→ **STATED PROBLEM**
Collect every line in the data below that contains the string "door".

Coordinate annotation data
⟨

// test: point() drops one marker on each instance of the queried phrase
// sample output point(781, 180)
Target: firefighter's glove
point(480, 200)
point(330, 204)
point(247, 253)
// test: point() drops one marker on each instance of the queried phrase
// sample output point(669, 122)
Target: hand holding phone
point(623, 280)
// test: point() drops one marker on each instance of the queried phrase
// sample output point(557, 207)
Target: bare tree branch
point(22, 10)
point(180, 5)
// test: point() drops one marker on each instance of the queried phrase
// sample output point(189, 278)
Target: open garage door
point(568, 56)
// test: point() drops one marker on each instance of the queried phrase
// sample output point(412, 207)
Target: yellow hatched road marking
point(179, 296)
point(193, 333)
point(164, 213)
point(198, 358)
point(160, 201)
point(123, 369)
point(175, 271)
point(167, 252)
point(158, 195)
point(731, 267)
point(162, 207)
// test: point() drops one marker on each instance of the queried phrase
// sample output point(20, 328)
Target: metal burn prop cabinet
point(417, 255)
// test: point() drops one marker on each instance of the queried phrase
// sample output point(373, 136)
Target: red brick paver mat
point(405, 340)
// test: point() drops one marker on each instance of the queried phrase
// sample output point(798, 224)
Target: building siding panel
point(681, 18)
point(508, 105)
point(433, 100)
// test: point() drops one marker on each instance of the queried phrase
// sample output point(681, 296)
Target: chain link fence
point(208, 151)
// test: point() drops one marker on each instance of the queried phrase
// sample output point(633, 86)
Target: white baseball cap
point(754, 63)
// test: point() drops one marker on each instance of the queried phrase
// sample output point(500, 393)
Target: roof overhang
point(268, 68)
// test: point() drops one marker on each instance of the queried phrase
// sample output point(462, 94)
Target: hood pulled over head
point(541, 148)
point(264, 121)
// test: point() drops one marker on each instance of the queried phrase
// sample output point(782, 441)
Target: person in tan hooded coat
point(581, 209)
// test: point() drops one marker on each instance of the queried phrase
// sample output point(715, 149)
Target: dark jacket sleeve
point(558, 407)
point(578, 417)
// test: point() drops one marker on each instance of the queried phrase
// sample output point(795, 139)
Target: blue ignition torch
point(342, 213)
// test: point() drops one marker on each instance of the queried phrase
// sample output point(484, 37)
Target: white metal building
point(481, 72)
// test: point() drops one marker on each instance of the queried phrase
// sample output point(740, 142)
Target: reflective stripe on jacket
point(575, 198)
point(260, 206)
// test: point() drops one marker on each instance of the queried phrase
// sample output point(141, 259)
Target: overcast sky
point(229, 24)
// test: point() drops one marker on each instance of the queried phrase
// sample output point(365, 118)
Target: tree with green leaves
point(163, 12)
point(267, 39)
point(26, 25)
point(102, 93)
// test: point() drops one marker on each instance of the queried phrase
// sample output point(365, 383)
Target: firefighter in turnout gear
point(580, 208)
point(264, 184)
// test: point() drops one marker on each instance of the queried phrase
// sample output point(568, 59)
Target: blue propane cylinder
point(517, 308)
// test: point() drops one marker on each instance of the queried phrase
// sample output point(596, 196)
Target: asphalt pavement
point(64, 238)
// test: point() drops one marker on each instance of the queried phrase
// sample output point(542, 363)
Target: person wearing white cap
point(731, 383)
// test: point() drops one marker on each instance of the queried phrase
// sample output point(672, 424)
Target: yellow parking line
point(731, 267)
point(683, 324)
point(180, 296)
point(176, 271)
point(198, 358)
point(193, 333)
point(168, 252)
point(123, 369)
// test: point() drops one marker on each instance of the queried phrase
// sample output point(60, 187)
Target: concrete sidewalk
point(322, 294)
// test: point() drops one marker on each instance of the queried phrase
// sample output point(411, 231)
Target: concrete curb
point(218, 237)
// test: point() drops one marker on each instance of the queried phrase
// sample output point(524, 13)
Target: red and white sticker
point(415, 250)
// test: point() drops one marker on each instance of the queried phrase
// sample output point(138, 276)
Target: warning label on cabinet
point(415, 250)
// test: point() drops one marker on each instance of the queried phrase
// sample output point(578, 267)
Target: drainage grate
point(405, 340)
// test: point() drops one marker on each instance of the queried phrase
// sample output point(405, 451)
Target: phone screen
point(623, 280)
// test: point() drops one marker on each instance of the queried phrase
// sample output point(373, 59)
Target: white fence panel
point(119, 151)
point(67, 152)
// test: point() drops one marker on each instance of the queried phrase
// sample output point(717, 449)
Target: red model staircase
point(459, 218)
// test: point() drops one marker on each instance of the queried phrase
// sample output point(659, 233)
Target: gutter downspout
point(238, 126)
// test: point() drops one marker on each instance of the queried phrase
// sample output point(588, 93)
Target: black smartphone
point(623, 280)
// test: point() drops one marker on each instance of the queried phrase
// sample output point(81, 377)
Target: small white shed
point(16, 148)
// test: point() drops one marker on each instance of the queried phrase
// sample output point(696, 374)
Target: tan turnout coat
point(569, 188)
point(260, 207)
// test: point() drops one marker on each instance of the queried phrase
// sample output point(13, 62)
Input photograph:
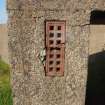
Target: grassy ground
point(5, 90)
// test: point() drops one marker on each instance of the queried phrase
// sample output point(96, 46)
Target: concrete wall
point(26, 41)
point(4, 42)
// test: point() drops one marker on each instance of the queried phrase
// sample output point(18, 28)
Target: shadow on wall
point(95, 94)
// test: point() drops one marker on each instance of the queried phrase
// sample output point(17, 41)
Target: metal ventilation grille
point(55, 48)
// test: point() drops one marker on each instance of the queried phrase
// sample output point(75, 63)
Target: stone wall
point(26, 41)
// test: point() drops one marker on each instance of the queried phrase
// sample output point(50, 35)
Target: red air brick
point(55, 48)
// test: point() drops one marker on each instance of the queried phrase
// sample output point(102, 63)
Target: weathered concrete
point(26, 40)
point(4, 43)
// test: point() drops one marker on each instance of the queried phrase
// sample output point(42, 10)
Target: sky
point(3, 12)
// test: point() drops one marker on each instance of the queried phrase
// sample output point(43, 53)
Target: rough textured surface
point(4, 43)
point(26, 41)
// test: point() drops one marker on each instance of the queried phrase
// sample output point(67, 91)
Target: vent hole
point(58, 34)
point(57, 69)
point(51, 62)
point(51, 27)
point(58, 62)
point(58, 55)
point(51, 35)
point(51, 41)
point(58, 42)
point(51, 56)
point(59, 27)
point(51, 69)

⟩
⟨

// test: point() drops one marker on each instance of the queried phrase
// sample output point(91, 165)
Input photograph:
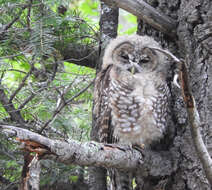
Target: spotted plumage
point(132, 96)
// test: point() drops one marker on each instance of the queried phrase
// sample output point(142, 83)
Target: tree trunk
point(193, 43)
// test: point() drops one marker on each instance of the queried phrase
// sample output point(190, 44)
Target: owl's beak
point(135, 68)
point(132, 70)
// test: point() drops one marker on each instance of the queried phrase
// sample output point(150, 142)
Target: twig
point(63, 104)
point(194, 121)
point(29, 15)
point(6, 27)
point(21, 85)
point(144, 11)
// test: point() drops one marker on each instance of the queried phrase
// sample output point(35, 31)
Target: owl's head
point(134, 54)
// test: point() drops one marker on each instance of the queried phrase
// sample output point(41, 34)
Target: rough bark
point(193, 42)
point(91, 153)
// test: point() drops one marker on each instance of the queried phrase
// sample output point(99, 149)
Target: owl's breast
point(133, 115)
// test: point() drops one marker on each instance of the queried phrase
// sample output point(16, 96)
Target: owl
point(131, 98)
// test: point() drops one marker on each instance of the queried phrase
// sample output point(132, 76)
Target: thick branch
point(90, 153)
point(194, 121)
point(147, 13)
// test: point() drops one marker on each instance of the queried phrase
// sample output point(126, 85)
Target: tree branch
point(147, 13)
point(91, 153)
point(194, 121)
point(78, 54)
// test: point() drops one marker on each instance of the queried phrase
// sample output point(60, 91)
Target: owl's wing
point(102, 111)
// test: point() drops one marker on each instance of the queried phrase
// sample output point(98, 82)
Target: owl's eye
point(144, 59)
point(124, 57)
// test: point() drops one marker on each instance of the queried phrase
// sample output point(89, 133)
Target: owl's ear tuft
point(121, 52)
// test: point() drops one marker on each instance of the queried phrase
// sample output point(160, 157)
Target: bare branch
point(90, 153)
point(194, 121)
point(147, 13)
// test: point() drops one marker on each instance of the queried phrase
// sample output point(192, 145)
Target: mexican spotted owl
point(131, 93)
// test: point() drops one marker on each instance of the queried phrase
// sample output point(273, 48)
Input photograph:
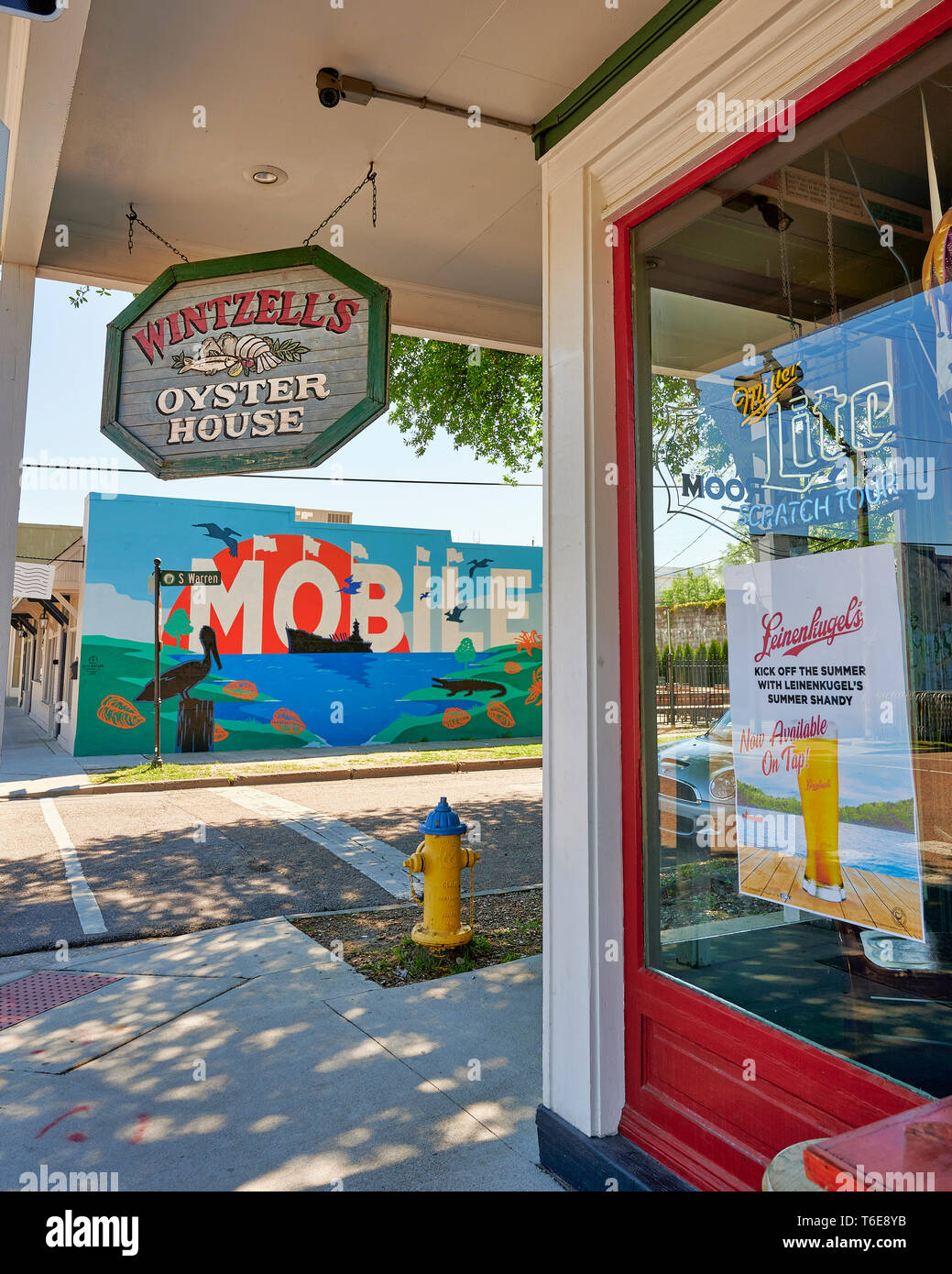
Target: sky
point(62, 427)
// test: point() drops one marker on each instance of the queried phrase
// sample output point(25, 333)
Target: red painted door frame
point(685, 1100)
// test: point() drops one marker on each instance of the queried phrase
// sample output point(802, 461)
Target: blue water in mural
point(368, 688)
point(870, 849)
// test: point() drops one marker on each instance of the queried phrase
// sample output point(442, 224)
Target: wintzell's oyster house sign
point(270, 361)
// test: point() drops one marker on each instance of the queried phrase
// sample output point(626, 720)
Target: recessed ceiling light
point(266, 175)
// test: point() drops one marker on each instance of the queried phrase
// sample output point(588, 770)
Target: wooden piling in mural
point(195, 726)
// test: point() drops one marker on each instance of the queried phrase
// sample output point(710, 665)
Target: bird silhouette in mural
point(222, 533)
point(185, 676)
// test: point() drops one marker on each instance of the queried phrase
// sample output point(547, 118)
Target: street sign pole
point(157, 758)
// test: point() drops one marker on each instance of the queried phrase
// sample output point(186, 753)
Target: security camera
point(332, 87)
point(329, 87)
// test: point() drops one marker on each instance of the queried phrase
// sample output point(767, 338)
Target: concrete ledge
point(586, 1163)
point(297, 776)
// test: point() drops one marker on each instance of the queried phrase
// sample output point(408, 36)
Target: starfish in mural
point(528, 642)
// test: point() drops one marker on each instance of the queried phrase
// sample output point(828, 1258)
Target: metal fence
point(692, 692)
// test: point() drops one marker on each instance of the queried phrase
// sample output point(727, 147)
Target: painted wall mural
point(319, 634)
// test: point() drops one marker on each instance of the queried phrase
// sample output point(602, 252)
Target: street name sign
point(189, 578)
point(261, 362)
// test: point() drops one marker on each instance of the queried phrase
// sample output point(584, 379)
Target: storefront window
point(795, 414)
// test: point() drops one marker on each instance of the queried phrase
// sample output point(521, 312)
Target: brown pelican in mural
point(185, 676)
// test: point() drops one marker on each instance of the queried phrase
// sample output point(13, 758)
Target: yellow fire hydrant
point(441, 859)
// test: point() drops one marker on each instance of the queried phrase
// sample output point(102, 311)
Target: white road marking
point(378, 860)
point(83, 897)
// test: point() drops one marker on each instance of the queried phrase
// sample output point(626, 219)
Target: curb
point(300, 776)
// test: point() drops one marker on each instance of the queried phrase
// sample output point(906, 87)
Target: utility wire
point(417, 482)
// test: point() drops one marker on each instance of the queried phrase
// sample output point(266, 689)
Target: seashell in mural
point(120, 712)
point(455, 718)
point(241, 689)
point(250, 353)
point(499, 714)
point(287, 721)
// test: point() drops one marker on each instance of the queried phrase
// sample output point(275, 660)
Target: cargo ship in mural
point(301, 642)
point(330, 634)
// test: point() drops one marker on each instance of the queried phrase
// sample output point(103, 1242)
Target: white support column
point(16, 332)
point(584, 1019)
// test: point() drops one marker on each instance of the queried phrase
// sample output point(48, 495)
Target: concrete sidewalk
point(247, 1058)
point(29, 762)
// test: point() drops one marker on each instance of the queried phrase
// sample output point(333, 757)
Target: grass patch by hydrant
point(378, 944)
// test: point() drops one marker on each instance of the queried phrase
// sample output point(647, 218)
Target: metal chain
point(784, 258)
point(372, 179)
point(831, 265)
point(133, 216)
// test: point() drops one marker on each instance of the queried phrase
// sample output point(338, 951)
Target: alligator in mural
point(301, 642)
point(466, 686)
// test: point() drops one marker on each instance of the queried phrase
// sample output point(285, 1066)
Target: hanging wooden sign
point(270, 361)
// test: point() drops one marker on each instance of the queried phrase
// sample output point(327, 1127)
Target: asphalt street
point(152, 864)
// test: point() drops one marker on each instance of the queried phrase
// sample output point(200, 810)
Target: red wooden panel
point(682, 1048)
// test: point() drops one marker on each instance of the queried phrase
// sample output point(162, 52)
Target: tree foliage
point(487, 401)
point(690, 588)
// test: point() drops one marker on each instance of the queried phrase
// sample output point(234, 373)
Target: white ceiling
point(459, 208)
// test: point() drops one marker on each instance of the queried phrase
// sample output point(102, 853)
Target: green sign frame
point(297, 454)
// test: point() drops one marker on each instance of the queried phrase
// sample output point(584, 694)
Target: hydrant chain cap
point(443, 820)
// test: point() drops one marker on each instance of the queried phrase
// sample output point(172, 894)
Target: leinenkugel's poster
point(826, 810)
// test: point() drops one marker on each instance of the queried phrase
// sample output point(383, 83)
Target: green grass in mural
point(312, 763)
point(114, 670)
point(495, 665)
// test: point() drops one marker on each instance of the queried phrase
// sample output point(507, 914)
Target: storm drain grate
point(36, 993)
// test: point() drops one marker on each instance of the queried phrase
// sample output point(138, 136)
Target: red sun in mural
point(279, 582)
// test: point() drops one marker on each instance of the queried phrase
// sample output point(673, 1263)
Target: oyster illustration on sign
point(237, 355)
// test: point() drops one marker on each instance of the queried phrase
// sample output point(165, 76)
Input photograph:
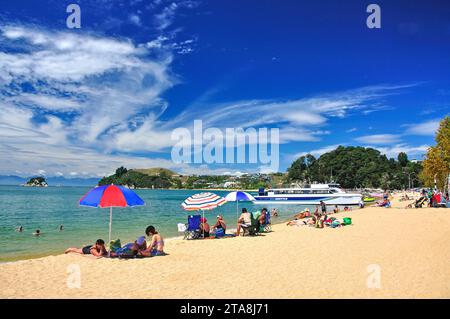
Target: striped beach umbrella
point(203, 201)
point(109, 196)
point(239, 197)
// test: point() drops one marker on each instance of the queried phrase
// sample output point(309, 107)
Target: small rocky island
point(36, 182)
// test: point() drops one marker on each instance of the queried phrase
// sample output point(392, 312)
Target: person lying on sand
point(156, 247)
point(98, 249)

⟩
⟨

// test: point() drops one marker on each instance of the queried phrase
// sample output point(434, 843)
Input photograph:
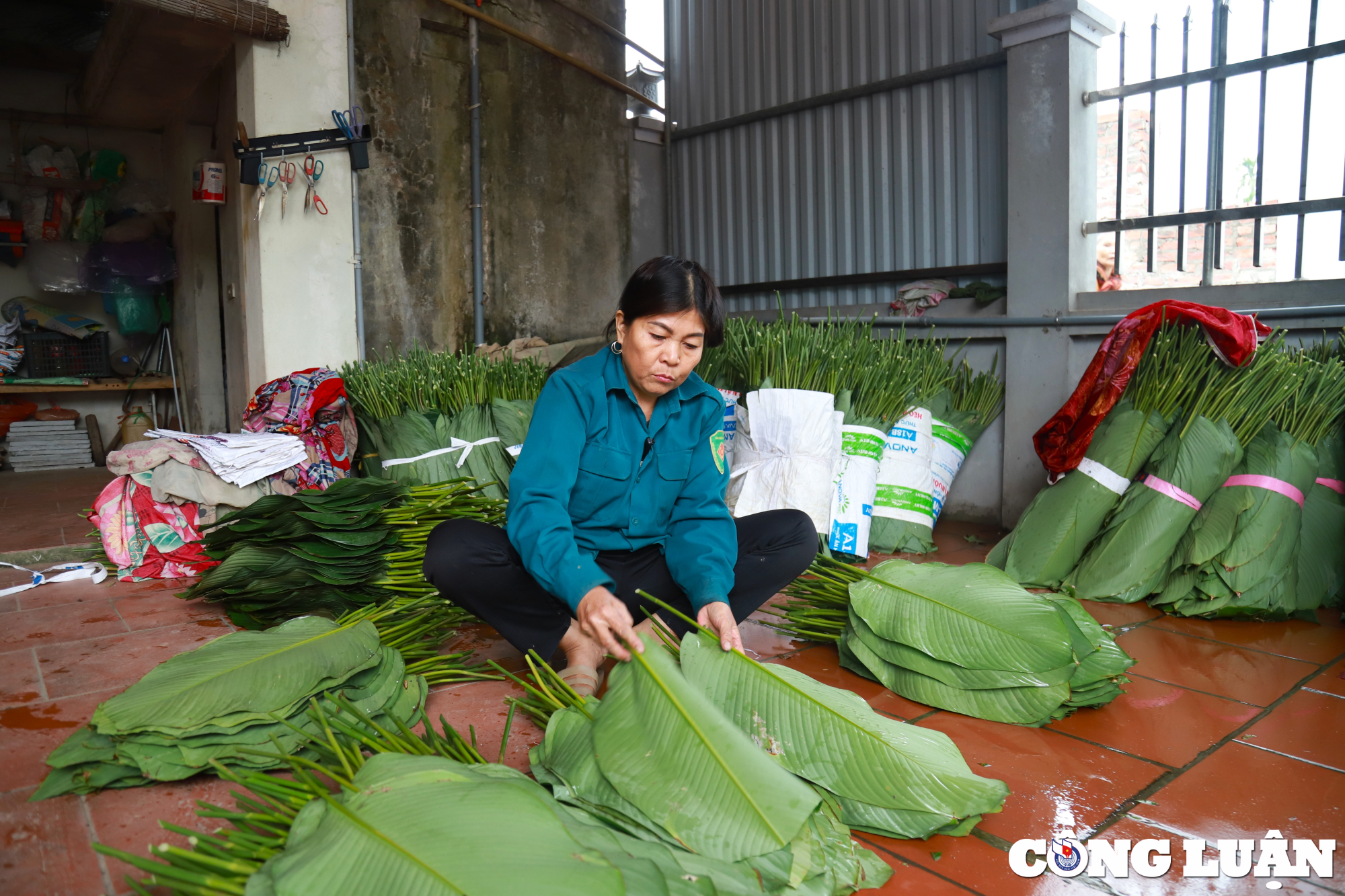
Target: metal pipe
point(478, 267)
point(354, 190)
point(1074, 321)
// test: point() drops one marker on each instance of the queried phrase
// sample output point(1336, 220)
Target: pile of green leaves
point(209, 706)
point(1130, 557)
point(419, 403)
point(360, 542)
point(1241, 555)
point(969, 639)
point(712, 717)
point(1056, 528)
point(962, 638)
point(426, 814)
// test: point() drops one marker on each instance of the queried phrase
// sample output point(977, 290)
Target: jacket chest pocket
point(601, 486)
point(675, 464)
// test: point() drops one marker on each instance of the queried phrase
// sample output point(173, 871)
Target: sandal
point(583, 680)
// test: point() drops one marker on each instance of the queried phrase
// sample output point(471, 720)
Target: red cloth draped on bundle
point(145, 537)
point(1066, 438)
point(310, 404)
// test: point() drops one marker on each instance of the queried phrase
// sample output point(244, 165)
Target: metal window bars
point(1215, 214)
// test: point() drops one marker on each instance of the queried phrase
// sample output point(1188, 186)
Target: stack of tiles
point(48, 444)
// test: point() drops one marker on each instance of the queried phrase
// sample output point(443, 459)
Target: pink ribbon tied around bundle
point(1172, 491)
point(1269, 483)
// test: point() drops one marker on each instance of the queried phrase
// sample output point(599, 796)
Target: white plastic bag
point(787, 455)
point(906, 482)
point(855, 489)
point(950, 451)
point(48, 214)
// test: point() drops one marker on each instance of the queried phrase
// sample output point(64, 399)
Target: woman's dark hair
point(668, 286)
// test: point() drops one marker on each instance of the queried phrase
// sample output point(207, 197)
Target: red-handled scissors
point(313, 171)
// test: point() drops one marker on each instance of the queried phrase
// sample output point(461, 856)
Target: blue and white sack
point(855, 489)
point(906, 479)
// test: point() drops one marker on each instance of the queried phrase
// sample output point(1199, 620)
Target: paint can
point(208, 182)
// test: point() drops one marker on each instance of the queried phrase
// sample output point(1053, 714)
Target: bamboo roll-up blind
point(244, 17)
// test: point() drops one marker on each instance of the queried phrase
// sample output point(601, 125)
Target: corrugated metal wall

⟩

→ **TASK RESULT**
Target: open garage door
Target: red painted door frame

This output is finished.